B+ 仕事を楽しむためのWebマガジン

トピックスTOPICS

酸化・腐敗から食品を守れ!

glay-s1top.jpg
 
スキンパックが増えています。スキンパックとは、生鮮食品売り場で見られる真空包装の一種で、「トレイ等の上に食品を置いたまま特殊なフィルムをかぶせ、下方から空気を抜いて食品を密封する方法」のこと*1
 
現在主流の「単にトレイごとラップで包む」包装形態との違いは、まず、中に入っている食品――例えばお肉――の表面にフィルム(ラップ)が密着していて、間に空間がないこと。空間がないので食品のドリップ(汁)がにじみ出てこず、腐敗を抑えられます。
 
また、ほぼ完全な真空で酸素がないので、外の酸素に触れないようフィルムに酸素不透過性のものを使っておけば、酸化も抑えられます。
 
腐敗のほうは菌の仕業なので、滅菌包装しない限り元を断てませんが、冷蔵・冷凍で商品を低温状態に保てば菌の繁殖を抑えることはできます。加えて酸素に触れさせないことで酸化も抑えれば、賞味期限が格段に延びます。
 
 

隙間を許さない!

 
実は、普通の真空包装――いわゆる真空パック――では空気を完全に抜くことはできません。主な理由は、ある程度強い材質のフィルムでないと脱気に耐えないから。
 
強い=硬い=面追従性が相対的に低いフィルムで真空にしようとすると、場合によっては中身の辺縁部をつぶしてしまいます。つぶれても売れるならともかく、普通は消費者が買ってくれません。
 
だから、いわゆる真空パックは、例えば魚のフィレ半身やスライスしたスモークサーモンのように、辺縁部がもともと薄くて面追従性をそれほど必要としない食品か、辺縁部に空間が残ることを見越して品質保持期限を定めた食品かの、どちらかにしか使われません。少しお高めのソーセージ類は昔から真空パックですが、中をよく見ると隣との間に隙間があり、ゼラチンが固まっていたりします。あれは深絞り包装という真空パックの一種です。

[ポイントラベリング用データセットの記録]
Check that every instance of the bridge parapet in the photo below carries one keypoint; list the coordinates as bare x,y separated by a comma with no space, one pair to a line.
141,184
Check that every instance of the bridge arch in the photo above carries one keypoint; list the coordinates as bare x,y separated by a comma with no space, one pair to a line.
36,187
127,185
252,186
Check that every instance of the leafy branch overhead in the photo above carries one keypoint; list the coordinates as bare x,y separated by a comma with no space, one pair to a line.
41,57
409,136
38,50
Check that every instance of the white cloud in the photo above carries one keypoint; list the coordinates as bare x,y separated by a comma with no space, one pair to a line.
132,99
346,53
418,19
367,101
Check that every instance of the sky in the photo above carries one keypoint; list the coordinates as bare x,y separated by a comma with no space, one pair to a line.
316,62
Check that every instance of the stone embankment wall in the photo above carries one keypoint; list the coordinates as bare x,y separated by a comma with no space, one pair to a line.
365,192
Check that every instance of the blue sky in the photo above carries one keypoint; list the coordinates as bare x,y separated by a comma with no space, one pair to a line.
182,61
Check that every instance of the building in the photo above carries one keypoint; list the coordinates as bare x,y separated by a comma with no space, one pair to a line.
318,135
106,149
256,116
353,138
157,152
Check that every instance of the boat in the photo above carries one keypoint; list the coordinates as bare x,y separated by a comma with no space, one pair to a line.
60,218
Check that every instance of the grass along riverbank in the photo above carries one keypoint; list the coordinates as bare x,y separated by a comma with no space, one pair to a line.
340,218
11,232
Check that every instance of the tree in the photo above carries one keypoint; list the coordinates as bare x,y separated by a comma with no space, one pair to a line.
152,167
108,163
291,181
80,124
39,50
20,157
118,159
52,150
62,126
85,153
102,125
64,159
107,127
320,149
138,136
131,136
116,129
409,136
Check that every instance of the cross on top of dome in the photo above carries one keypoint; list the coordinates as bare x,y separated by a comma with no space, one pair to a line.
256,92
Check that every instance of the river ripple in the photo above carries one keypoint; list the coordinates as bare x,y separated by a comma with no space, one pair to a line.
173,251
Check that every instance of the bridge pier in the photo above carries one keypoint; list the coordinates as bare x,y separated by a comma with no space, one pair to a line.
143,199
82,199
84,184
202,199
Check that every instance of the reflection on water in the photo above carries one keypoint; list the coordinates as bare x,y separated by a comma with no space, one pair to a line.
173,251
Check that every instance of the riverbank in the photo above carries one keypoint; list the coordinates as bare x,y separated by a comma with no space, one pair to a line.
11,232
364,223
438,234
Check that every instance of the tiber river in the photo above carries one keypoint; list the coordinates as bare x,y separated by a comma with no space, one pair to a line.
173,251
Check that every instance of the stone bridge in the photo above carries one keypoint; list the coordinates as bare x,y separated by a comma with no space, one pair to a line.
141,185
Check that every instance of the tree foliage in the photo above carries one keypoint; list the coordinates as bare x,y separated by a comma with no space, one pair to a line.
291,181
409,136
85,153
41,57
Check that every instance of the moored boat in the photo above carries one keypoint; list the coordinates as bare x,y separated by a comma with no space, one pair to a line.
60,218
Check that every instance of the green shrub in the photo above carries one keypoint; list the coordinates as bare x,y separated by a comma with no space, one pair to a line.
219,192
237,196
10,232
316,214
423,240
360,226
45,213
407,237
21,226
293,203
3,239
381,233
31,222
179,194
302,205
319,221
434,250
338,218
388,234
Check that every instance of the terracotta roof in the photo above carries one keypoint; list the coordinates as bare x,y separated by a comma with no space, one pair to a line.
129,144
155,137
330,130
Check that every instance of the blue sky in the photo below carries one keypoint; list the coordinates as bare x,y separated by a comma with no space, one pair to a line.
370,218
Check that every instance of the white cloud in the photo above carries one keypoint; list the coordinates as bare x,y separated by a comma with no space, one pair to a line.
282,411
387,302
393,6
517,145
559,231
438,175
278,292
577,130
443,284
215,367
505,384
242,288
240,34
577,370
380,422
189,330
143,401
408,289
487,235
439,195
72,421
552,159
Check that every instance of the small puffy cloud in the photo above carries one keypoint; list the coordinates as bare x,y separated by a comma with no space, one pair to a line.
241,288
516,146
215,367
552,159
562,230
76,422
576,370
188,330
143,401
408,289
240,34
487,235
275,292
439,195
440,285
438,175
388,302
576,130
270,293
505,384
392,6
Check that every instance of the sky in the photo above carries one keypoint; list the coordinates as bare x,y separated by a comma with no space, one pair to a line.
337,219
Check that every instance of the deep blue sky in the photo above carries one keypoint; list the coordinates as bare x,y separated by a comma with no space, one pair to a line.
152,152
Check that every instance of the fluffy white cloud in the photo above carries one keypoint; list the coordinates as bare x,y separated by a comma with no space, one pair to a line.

作業内容:
A – 次の(i)〜(iii)がスキンパックの本文の内容と一致するかどうか、それぞれ「はい」か「いいえ」で答え、判断の根拠となる本文の語句をそのまま引用してください。
(i) スキンパックでは、食品の表面にフィルムが密着しており、両者の間に空間がない。
(ii) 普通の真空パックであれば、空気を完全に抜くことができる。
(iii) 少しお高めのソーセージ類に用いられている真空パックの一種は、深絞り包装と呼ばれる。
B – スキンパックの本文を、最後の文の後から続けて書いてください。
これらの記録は、別の出典から取得したものです。

順番どおりの出力:
A –
(i) はい。「中に入っている食品――例えばお肉――の表面にフィルム(ラップ)が密着していて、間に空間がないこと」
(ii) いいえ。「実は、普通の真空包装――いわゆる真空パック――では空気を完全に抜くことはできません。」
(iii) はい。「あれは深絞り包装という真空パックの一種です。」

B –
スキンパックはあの隙間すら残さない包装形態です。強度と面追従性を両立できるフィルムが開発され、包装技術も進んだことで普及しました。80年代末にドイツで最初の技術が開発されたこともあり、ヨーロッパではすでに90年代から、店頭でカットしてもらって買う精肉以外はスキンパックで売られています。
 
 

驚異の賞味期限

 
日本でもここにきてスキンパックが増えてきたのには、いろいろな理由があるようです。
 
よく言われるのは、フードロス(食品ロス)問題の解決策としての動きです。
 
まだ食べられるのに消費されないまま廃棄される食品の量は、日本は2021年度時点で年間523万t。2015年の646万tからは着実に減っていますが、まだまだ多いです。スキンパックが一般化すれば、最も賞味期限が短く消費プランが狂いやすい食品である精肉や鮮魚が、今ほど捨てられなくなるはず。フードロスもかなり減ると思います。
 
では実際に、スキンパックでどれほど賞味期限が伸びるのか。
 
日本で最初に酸素不透過のスキンパック用ラップフィルムを開発した住友ベークライト社の専門サイト「おいしさスキン」の実験では、牛肉サーロインで一般のトレイ包装が賞味期限5日のところ、スキンパックは22日。豚肉ロースでは、一般のトレイ包装が6日のところ、スキンパックは26日です。これなら、「冷蔵庫にあるのを忘れていた」「外食続きで賞味期限を過ごしてしまった」などの理由で食べられなくなることは滅多にないでしょう。
 
 

鮮やかな赤は酸化のしるし

 
増えた理由で他によく言われるのは、消費者の慣れです。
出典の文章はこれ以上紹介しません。